• Your instructions:
Once you reach the line containing "of the tiled", reproduce it and every later line exactly, through the end of the data.

····················

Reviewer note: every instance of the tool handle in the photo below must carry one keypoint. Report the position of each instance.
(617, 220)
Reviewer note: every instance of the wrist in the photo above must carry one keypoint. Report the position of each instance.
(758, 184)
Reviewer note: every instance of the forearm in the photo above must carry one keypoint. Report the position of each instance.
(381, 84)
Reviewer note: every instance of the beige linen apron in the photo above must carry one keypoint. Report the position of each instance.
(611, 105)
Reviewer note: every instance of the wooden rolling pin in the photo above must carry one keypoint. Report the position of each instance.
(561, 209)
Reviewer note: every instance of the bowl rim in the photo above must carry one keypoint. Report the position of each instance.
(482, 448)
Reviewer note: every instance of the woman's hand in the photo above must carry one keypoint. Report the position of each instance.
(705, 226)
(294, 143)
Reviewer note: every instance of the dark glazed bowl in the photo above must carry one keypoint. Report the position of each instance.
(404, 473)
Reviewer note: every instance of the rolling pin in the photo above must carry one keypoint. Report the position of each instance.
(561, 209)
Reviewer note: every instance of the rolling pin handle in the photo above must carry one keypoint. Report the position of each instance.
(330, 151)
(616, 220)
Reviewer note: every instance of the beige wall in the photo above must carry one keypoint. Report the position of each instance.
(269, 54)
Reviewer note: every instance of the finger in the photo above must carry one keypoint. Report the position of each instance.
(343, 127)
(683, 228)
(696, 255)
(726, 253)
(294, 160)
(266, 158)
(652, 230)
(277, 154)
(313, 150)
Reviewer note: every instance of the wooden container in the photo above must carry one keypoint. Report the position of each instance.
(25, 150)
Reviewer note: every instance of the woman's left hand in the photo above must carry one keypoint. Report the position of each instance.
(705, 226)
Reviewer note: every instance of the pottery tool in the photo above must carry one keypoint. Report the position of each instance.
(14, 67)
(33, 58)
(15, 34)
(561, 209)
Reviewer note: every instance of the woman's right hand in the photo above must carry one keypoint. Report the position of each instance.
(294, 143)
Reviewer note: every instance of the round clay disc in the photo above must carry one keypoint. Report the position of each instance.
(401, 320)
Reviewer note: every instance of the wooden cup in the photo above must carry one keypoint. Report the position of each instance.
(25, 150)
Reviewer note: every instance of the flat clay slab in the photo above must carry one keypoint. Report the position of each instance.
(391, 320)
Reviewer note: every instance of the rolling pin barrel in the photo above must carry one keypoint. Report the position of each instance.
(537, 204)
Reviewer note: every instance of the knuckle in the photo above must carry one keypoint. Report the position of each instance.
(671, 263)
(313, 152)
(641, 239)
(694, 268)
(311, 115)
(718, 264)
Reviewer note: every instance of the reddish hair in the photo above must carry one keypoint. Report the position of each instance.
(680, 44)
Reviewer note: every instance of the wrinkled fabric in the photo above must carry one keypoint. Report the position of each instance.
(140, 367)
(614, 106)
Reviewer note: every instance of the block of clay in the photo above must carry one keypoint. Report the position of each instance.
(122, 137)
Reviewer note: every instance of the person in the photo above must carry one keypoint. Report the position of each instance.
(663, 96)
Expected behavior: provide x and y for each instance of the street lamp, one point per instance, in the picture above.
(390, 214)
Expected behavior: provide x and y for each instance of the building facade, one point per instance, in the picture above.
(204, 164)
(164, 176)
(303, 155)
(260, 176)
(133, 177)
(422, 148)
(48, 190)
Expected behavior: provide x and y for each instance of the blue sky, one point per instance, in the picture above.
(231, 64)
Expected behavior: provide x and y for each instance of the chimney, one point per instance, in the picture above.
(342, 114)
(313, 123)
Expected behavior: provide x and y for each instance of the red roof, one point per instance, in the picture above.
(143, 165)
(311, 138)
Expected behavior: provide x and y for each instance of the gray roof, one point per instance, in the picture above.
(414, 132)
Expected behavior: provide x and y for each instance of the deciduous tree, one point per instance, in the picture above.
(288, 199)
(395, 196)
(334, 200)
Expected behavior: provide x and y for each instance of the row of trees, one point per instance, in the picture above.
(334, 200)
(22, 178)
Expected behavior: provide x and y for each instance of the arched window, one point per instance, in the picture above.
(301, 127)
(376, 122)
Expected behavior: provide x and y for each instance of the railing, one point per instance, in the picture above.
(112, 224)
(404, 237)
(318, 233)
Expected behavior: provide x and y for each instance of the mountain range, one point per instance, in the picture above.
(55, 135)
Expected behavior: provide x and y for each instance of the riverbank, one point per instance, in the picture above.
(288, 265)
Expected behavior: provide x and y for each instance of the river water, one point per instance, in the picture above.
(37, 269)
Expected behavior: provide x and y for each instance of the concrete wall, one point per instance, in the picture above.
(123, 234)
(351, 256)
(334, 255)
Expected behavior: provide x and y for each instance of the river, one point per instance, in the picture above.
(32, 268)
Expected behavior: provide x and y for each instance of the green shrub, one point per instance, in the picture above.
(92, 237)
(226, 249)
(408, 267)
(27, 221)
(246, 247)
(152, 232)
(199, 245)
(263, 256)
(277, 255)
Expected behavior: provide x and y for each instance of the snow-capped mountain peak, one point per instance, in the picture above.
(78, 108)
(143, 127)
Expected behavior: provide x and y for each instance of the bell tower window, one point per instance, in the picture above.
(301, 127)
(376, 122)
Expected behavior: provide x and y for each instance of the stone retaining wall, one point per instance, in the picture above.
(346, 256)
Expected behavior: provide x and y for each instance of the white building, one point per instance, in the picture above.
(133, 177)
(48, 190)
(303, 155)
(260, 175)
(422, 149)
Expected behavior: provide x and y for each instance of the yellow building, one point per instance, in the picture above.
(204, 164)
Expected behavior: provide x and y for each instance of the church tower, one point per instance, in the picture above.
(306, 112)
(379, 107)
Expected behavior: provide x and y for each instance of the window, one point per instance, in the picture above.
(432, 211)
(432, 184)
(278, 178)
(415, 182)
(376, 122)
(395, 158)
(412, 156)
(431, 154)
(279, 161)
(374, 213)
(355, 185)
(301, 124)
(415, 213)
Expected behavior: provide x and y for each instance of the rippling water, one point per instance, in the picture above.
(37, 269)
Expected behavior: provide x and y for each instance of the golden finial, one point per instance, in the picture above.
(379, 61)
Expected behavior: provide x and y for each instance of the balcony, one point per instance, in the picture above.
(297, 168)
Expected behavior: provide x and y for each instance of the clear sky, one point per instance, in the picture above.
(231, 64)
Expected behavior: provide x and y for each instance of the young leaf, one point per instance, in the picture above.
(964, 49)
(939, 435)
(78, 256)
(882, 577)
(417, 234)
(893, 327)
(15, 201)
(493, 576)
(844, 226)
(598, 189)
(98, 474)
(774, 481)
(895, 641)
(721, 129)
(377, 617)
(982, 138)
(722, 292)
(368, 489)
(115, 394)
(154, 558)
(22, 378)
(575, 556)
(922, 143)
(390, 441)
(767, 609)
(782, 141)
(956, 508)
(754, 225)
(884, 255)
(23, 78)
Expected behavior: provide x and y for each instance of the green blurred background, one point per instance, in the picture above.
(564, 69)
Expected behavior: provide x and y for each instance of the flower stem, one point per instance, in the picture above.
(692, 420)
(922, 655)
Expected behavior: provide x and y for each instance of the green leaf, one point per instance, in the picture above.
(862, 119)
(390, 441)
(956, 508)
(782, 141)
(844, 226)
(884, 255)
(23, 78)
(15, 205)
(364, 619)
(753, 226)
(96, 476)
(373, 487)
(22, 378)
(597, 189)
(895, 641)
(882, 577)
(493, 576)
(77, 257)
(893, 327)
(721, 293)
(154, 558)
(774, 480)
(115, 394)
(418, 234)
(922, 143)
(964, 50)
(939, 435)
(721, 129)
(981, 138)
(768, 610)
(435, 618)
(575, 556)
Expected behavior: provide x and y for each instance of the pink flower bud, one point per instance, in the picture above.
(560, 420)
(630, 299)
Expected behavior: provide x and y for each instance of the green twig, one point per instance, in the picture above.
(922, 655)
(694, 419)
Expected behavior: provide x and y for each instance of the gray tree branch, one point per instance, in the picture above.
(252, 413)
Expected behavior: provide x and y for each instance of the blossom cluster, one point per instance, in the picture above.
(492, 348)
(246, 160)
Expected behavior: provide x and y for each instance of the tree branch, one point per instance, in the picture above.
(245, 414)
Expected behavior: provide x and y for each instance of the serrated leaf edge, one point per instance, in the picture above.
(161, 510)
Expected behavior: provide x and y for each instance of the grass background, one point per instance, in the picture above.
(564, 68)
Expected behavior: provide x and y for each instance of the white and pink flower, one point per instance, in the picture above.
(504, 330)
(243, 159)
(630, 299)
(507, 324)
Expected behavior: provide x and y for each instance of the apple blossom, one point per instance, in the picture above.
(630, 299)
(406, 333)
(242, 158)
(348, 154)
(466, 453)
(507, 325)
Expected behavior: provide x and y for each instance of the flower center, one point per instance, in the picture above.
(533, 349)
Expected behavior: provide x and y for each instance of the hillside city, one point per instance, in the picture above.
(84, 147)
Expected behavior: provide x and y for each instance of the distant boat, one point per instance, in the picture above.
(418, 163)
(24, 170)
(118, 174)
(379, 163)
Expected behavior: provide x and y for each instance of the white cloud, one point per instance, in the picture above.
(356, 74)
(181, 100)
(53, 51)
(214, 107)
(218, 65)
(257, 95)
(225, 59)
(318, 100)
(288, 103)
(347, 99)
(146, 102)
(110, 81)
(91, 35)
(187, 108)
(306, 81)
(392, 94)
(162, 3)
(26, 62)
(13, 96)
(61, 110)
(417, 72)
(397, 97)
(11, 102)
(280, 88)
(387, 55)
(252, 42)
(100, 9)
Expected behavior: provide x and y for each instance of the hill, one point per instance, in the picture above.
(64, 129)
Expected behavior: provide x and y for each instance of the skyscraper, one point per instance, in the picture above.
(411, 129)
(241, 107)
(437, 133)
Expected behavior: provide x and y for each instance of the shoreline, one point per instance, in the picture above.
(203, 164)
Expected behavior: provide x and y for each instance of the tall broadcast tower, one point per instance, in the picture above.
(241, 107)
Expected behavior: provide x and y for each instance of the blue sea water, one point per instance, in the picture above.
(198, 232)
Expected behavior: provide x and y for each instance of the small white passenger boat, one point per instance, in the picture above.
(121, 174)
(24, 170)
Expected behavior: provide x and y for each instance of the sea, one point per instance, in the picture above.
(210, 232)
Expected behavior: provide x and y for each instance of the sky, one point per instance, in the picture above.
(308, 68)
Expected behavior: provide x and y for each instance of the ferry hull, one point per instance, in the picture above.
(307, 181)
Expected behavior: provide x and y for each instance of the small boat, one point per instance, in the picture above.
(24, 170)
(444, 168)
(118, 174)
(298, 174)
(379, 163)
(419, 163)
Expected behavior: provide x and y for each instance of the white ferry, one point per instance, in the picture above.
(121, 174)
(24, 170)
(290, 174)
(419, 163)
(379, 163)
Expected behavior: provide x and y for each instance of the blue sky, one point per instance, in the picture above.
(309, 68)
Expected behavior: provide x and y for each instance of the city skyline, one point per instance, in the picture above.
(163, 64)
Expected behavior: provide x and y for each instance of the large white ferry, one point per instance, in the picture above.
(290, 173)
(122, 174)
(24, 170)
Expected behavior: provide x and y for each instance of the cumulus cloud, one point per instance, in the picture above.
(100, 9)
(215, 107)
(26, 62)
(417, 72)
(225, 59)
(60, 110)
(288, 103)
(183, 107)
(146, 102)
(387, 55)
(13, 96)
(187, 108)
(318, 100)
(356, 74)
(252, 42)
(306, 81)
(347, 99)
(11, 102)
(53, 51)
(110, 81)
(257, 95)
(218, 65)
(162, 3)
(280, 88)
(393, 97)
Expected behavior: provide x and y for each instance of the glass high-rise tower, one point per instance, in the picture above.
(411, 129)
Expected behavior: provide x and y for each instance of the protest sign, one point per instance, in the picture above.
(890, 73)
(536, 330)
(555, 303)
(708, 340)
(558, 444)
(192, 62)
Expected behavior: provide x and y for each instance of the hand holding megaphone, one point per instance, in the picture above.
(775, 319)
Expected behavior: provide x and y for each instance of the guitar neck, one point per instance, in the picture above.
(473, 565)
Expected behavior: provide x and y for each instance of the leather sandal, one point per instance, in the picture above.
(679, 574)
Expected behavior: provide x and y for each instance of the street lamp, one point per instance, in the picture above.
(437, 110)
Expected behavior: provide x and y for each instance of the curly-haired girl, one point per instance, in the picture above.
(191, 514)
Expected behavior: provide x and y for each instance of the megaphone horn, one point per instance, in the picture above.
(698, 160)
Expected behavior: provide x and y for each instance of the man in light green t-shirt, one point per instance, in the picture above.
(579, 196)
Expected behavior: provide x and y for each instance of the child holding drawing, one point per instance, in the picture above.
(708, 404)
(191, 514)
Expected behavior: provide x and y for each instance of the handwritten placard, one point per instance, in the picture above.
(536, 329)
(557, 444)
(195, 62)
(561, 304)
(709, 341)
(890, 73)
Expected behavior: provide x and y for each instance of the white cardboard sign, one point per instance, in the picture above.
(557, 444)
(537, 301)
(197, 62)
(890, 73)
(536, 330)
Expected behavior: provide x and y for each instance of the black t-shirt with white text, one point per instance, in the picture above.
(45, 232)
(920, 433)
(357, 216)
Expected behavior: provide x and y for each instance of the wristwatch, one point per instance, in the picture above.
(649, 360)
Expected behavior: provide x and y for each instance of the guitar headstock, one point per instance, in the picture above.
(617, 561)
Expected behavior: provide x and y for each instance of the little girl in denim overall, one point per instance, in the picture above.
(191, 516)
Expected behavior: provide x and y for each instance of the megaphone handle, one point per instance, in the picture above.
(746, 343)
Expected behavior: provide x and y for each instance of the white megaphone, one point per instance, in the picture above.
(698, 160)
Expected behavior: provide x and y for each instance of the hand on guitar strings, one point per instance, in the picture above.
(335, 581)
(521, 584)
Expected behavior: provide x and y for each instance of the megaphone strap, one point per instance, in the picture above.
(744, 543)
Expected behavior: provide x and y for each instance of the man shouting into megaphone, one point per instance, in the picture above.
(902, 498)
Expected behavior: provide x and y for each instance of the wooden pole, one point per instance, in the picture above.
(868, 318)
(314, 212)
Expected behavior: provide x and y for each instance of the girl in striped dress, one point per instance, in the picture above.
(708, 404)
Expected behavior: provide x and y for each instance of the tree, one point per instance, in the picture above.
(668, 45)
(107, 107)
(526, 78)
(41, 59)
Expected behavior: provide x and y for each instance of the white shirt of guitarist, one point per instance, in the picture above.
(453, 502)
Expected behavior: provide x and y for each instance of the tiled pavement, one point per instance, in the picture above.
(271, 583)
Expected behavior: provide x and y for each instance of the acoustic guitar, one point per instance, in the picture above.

····················

• Response for this exercise:
Expected behavior: provide x and y for each instance of the tiled pavement, one point per instance, in the picture above.
(271, 583)
Expected behavior: provide x and y for each instance of the acoustic guitar, one point per instance, in the picture above.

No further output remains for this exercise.